» **Task 1**
Answer these from the article on Cindy Klassen's retirement:
(a) How many Olympic medals did Klassen win at the 2006 Winter Olympics?
(b) How old was Klassen when she gave her prepared speech?
(c) For which Olympic Games did she fail to qualify?
» **Task 2**
Reproduce the article on Cindy Klassen's retirement word for word between "Nine years after" and "her retirement official.", inclusive.
» **Task 3**
List every place name that appears in the article on Cindy Klassen's retirement, giving each once.

» **Text provided**
--- --- ---
This article was published 20/06/2015 (3994 days ago), so information in it may no longer be current.
In the end, the only thing Winnipeg’s Cindy Klassen ever did slowly as a speedskater was retire.
Nine years after she reached the pinnacle of her sport — winning five Olympic medals at the 2006 Winter Olympics and being anointed in Torino by IOC president Jacques Rogge as “the woman of the Games” — Klassen finally hung up her skates, telling a packed news conference at a Winnipeg hotel Saturday morning she’d at last decided she’d had enough.
“I’m truly grateful for all the memories, and while records fall and memories tarnish, the friendships I’ve made through the sport will last forever,” said the 35-year-old Klassen during a prepared speech.
Afterward, Klassen told reporters she figured she’d retire after she didn’t qualify for the 2014 Games in Sochi, but decided to take last winter off and do some soul-searching before making her retirement official.
--- --- ---
(Collection entries)

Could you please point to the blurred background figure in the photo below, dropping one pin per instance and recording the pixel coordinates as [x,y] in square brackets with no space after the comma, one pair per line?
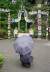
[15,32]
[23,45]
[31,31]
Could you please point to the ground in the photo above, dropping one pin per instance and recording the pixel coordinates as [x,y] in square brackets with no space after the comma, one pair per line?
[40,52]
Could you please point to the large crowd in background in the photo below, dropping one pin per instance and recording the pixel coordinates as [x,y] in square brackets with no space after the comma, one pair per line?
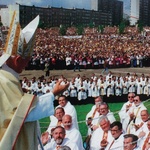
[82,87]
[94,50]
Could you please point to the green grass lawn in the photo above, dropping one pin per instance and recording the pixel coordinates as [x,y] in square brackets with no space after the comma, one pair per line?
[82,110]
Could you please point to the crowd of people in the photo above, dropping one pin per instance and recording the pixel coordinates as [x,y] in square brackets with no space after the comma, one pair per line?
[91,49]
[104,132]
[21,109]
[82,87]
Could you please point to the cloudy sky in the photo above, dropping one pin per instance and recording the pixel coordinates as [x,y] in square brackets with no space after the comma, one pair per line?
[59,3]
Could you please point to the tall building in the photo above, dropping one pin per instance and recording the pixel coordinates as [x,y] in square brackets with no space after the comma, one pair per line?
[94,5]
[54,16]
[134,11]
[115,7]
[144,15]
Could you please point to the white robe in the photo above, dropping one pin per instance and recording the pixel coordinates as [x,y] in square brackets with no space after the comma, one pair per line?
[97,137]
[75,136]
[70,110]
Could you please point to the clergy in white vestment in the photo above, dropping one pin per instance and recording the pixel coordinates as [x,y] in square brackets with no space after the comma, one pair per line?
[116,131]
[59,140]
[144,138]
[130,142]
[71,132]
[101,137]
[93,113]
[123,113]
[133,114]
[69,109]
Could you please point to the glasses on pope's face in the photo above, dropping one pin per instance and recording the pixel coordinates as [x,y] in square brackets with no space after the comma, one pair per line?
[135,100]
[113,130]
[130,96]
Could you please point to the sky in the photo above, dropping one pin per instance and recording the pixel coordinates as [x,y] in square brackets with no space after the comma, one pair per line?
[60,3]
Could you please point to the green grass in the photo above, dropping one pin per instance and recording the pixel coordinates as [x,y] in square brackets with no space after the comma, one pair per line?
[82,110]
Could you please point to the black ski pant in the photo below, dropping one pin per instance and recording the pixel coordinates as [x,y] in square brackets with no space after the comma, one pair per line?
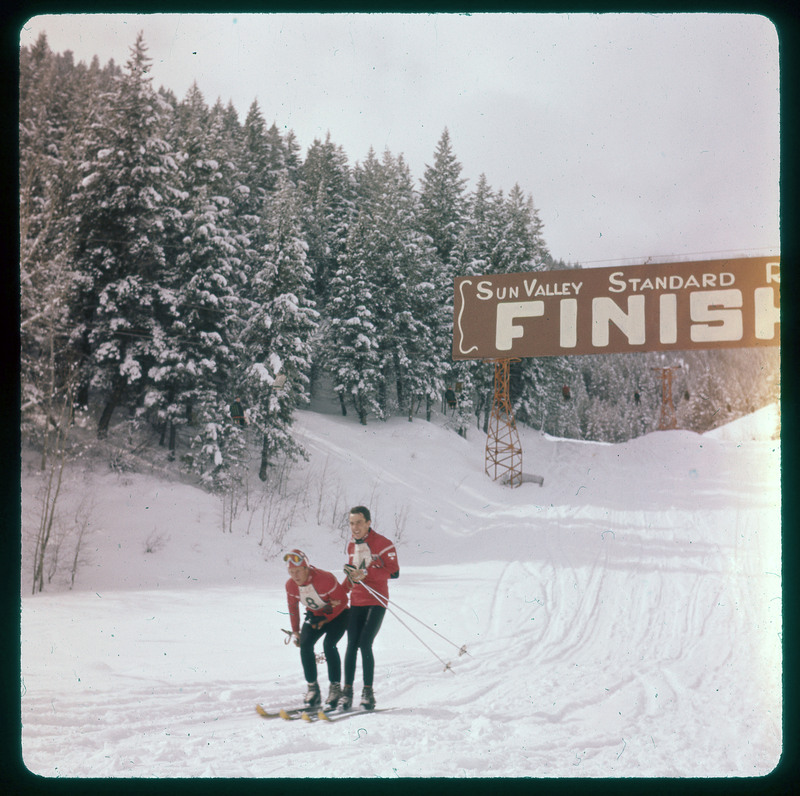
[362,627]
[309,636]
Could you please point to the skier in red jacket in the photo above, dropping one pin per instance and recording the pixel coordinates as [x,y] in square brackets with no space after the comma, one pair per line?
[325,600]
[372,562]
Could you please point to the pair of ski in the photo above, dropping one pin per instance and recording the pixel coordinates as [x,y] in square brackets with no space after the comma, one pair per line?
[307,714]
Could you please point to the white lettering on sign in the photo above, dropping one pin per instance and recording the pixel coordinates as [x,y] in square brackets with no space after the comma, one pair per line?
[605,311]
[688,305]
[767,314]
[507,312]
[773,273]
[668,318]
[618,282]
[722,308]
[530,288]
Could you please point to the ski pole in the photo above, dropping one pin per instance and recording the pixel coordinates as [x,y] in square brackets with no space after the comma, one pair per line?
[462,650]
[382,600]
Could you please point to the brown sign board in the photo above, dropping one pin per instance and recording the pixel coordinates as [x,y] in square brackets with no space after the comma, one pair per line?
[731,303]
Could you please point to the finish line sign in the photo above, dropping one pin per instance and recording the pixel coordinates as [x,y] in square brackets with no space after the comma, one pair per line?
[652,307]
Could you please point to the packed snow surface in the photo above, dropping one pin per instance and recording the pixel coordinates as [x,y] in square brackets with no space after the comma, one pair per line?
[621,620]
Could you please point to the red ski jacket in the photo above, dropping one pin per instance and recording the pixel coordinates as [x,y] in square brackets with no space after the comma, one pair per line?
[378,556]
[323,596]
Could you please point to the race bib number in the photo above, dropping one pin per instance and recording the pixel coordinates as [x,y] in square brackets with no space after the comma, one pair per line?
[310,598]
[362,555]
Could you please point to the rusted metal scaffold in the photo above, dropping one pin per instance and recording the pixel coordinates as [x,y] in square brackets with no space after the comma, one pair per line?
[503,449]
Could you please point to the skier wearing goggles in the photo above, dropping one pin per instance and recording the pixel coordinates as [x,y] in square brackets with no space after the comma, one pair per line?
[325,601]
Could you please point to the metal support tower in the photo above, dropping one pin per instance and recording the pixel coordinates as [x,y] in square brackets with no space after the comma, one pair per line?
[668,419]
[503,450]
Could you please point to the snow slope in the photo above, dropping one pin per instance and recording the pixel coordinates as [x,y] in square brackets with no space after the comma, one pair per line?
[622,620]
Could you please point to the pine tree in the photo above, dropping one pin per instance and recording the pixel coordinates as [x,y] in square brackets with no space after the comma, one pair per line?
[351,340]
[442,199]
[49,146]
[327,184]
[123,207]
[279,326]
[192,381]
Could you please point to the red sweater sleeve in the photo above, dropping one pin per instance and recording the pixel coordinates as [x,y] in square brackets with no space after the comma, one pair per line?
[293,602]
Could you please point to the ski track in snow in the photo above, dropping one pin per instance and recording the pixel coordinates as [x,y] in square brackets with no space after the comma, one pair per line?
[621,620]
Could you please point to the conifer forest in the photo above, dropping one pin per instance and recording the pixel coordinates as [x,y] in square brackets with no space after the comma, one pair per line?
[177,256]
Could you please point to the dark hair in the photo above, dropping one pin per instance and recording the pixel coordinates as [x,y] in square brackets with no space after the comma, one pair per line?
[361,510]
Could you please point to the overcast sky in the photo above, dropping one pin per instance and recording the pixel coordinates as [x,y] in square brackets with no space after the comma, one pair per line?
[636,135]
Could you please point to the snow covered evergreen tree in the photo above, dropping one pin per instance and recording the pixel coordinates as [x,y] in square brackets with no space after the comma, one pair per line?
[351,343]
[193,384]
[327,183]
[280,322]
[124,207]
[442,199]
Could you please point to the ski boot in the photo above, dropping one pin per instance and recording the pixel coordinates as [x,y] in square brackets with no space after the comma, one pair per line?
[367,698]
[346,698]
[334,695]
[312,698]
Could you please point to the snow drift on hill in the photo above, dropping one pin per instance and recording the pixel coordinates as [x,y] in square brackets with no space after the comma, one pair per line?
--- --- ---
» **Complete output 1**
(a) Five
(b) 35
(c) The 2014 Games in Sochi

» **Complete output 2**
Nine years after she reached the pinnacle of her sport — winning five Olympic medals at the 2006 Winter Olympics and being anointed in Torino by IOC president Jacques Rogge as “the woman of the Games” — Klassen finally hung up her skates, telling a packed news conference at a Winnipeg hotel Saturday morning she’d at last decided she’d had enough.
“I’m truly grateful for all the memories, and while records fall and memories tarnish, the friendships I’ve made through the sport will last forever,” said the 35-year-old Klassen during a prepared speech.
Afterward, Klassen told reporters she figured she’d retire after she didn’t qualify for the 2014 Games in Sochi, but decided to take last winter off and do some soul-searching before making her retirement official.

» **Complete output 3**
Winnipeg
Torino
Sochi